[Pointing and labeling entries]

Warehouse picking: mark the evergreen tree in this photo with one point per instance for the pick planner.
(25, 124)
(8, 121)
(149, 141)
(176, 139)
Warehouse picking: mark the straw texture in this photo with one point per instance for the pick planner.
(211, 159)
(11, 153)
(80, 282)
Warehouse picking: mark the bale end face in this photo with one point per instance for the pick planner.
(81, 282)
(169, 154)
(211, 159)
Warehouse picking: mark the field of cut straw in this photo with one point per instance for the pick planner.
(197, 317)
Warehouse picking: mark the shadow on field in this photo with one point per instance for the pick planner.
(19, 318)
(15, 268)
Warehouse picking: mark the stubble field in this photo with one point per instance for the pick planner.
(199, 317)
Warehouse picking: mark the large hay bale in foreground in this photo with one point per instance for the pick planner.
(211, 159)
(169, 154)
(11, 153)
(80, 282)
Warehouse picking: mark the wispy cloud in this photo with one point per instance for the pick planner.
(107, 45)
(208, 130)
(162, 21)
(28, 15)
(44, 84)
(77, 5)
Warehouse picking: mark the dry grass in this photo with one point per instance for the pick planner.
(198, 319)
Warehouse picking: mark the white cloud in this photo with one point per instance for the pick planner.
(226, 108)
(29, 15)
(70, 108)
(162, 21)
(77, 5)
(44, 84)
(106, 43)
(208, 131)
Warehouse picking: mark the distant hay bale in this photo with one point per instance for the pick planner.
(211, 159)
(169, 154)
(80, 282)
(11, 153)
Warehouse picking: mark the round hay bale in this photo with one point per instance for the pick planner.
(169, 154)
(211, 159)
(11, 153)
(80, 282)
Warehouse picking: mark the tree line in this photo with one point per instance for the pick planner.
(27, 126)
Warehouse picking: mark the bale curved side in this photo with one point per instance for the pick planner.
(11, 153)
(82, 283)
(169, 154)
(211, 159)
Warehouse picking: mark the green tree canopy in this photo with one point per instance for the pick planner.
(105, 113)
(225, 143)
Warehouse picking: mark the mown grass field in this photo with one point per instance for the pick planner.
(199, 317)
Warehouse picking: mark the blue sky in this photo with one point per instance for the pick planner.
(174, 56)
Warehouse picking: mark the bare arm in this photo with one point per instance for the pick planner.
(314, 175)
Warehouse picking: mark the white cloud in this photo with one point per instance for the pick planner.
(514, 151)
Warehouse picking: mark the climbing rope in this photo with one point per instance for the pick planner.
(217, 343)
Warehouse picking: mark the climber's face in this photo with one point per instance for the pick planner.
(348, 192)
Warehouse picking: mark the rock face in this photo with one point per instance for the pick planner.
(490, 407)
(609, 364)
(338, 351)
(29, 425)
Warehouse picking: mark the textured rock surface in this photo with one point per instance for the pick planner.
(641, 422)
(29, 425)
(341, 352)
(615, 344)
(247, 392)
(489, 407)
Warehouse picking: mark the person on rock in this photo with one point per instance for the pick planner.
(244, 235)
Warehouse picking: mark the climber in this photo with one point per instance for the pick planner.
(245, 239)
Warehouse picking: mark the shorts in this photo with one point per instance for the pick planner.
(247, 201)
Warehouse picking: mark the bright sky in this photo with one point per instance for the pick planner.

■ **REQUIRED TASK**
Your task is to retype all of the records exactly.

■ **ANSWER IN FULL**
Warehouse picking: mark the evergreen tree in this photo with one point per instance for the pick planner.
(25, 124)
(8, 121)
(149, 141)
(176, 139)
Warehouse picking: mark the straw texture in this photo with one point per instance for the pick planner.
(211, 159)
(11, 153)
(80, 282)
Warehouse picking: mark the bale end face in this photo with one point per instance for the pick planner.
(81, 282)
(169, 154)
(211, 159)
Warehouse picking: mark the field of cut straw in this photo with one point per instance for the pick planner.
(197, 317)
Warehouse picking: mark the shadow on field in this photo with one point per instance for the pick planner.
(19, 318)
(15, 268)
Warehouse picking: mark the stubble field in this photo with one point per instance for the pick planner.
(199, 317)
Warehouse picking: mark the large hay bale in foreground in this photo with one point per instance for the pick planner.
(211, 159)
(169, 154)
(11, 153)
(80, 282)
Warehouse picking: mark the wispy cloud in this photo with one point per instance for the pick planner.
(107, 45)
(208, 130)
(162, 21)
(28, 15)
(44, 84)
(77, 5)
Warehouse picking: mark the dry grass in this photo with one point per instance for the pick planner.
(198, 319)
Warehouse picking: mark the white cloud in this photo with one point per instance for the pick planner.
(226, 108)
(29, 15)
(70, 108)
(162, 21)
(77, 5)
(44, 84)
(106, 43)
(208, 131)
Warehouse picking: mark the distant hay bale in this photo with one point per instance for the pick planner.
(211, 159)
(169, 154)
(80, 282)
(11, 153)
Warehouse picking: mark the round hay bale in this photo with one point per instance for the pick planner.
(169, 154)
(211, 159)
(11, 153)
(80, 282)
Warehouse picking: mark the tree line in this photo with one point per instance for the pick planner.
(27, 126)
Warehouse picking: mark the bale curved side in this photo with one point per instance for the pick planner.
(11, 153)
(82, 283)
(169, 154)
(211, 159)
Warehouse picking: mark the green tree canopy in this photo with one point per instance for the pick planner.
(105, 113)
(225, 143)
Warehouse picking: mark the mown grass field in this photo with one point per instance for the pick planner.
(199, 317)
Warehouse picking: mark the blue sky in this photo with one point per instance for the pick planner.
(174, 56)
Warehouse picking: mark the bare arm in this photo with one point per instance for the pick planner.
(314, 175)
Warehouse picking: mark the white cloud in this photo with one point per instance for the pick planner.
(514, 151)
Warehouse picking: mark the climbing rope in this photo with one point per instance for the pick planner.
(217, 343)
Warehouse picking: mark the climber's face in this photo with one point per instance for the pick planner.
(348, 192)
Warehouse picking: mark the rock face in this photo with one point per instance for the pick planner.
(490, 407)
(609, 364)
(338, 351)
(29, 425)
Warehouse picking: mark the textured rock surface in this photo with one point per instance for the pick planner.
(641, 422)
(29, 425)
(341, 352)
(615, 344)
(247, 392)
(489, 407)
Warehouse picking: mark the person on rock in this photo with one point per instance for the pick planner.
(244, 235)
Warehouse picking: mark the climber in this photo with one point per instance for the pick planner.
(245, 239)
Warehouse picking: mark the shorts in this photo with one point per instance for the pick planner.
(247, 201)
Warehouse picking: mark the bright sky in this photo with one point per instance for the pick planner.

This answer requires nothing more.